(Dataset records)
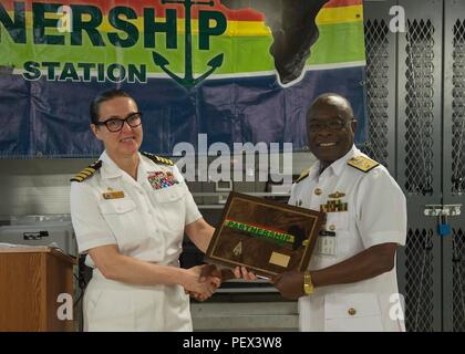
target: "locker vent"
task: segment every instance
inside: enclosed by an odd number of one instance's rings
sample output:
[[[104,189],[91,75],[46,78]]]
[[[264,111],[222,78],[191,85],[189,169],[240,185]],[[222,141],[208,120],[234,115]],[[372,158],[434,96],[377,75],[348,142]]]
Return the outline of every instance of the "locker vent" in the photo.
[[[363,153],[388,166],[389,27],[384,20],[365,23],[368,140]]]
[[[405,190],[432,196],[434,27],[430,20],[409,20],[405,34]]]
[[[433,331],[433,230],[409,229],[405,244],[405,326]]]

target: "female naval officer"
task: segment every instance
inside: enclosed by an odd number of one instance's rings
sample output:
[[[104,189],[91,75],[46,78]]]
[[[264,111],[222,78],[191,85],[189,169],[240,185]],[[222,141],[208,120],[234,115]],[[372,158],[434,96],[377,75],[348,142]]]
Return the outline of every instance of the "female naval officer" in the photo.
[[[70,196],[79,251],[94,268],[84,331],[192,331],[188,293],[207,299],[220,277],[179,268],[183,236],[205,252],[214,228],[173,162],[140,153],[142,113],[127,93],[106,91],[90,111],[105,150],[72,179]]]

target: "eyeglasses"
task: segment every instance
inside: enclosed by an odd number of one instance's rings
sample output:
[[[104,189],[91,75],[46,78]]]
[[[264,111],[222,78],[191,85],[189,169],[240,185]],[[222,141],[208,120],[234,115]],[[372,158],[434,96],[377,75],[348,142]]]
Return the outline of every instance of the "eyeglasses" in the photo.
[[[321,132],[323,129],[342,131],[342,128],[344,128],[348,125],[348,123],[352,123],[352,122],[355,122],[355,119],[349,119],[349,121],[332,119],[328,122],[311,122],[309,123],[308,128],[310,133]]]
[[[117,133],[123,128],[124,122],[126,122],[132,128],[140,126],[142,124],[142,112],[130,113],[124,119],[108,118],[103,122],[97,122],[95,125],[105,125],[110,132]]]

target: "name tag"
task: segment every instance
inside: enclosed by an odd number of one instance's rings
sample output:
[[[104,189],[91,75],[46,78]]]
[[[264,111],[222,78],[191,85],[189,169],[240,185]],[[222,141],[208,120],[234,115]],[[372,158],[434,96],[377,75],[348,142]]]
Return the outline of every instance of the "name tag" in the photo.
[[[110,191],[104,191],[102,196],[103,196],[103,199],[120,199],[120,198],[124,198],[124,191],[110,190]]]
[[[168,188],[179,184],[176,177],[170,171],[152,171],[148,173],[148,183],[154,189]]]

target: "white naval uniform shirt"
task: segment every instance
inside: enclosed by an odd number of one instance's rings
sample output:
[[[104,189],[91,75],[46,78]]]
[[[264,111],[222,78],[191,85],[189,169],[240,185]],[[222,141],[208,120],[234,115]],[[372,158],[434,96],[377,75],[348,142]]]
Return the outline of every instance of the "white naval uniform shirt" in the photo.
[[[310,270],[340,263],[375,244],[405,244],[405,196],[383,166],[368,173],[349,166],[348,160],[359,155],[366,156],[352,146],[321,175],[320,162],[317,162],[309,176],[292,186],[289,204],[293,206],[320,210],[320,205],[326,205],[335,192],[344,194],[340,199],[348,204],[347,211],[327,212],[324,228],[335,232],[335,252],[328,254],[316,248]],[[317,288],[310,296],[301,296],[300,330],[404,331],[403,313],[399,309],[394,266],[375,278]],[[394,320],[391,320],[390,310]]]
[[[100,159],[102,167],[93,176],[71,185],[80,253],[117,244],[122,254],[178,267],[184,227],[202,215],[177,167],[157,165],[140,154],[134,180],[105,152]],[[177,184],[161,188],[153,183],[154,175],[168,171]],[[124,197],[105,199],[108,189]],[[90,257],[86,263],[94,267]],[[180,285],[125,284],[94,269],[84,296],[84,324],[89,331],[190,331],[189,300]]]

◆ **EXERCISE GOAL**
Reproduce every line above verbatim, omitting the pictures.

◆ **COMPLETE OUTPUT**
target: "locker vent"
task: segment every instance
inside: enclosed by an odd number of one instance's rings
sample output:
[[[104,189],[91,75],[46,78]]]
[[[264,111],[222,78],[191,85],[189,169],[240,185]],[[222,141],[208,120],[234,115]],[[372,158],[434,96],[377,75],[348,142]]]
Return the outline of every instance of the "locker vent" in the photo.
[[[363,153],[388,166],[389,27],[384,20],[365,23],[368,140]]]
[[[405,190],[432,196],[434,27],[430,20],[409,20],[405,34]]]
[[[433,331],[433,230],[409,229],[405,244],[405,326]]]

target: "female naval officer"
task: segment every instance
inside: enclosed by an odd number of one instance's rings
sample output:
[[[104,189],[91,75],[46,78]]]
[[[264,111],[222,78],[191,85],[189,169],[240,185]],[[222,141],[208,120],[234,115]],[[372,158],[434,96],[377,75],[348,142]]]
Return the outline of every instance of the "female naval officer" in the photo.
[[[70,196],[79,251],[94,268],[84,331],[192,331],[188,293],[207,299],[220,277],[179,268],[183,236],[205,252],[214,228],[173,162],[140,153],[142,113],[127,93],[106,91],[90,111],[105,150],[72,179]]]

target: "eyeglasses"
task: segment every instance
inside: enclosed by an odd number of one instance's rings
sample output:
[[[104,189],[91,75],[46,78]]]
[[[264,111],[222,78],[191,85],[189,169],[240,185]],[[222,141],[208,120],[234,115]],[[372,158],[434,96],[377,75],[348,142]]]
Return the outline of every instance of the "eyeglasses" in the photo.
[[[321,132],[323,129],[342,131],[342,128],[344,128],[348,125],[348,123],[352,123],[352,122],[355,122],[355,119],[349,119],[349,121],[332,119],[328,122],[311,122],[309,123],[308,128],[310,133]]]
[[[117,133],[123,128],[124,122],[126,122],[132,128],[140,126],[142,124],[142,112],[130,113],[124,119],[108,118],[103,122],[97,122],[95,125],[105,125],[110,132]]]

target: "name tag"
task: segment every instance
inside: enclosed by an odd number of one instance's rings
sample output:
[[[104,189],[91,75],[46,78]]]
[[[264,111],[222,78],[191,85],[189,169],[240,185]],[[222,141],[208,120],[234,115]],[[372,158],[434,96],[377,75],[348,142]]]
Return the outline of every instance of the "name tag" in the photo.
[[[110,191],[104,191],[102,196],[103,196],[103,199],[120,199],[120,198],[124,198],[124,191],[110,190]]]
[[[168,188],[179,184],[176,177],[170,171],[152,171],[148,173],[148,183],[154,189]]]

target: "white naval uniform shirt"
task: segment every instance
inside: enclosed by an odd number of one instance's rings
sample output:
[[[104,189],[91,75],[46,78]]]
[[[264,111],[222,78],[191,85],[189,169],[240,185]],[[222,141],[208,120],[234,115]],[[372,158],[434,96],[377,75],[348,142]]]
Return the outline of every instance of the "white naval uniform shirt" in the photo.
[[[310,270],[340,263],[375,244],[405,244],[405,196],[383,166],[368,173],[349,166],[348,160],[359,155],[366,156],[352,146],[321,175],[320,162],[317,162],[309,176],[292,186],[289,204],[293,206],[320,210],[320,205],[326,205],[335,192],[344,194],[340,199],[348,204],[347,211],[327,212],[324,228],[335,232],[335,252],[328,254],[316,248]],[[317,288],[310,296],[301,296],[300,330],[404,331],[403,313],[399,309],[394,266],[375,278]],[[394,320],[391,320],[390,310]]]
[[[100,159],[102,167],[93,176],[71,185],[80,253],[117,244],[122,254],[178,267],[184,227],[202,215],[177,167],[157,165],[140,154],[134,180],[105,152]],[[177,184],[161,188],[153,183],[154,175],[168,171]],[[124,197],[105,199],[108,189]],[[90,257],[86,263],[94,267]],[[180,285],[125,284],[94,269],[84,296],[84,324],[89,331],[190,331],[189,300]]]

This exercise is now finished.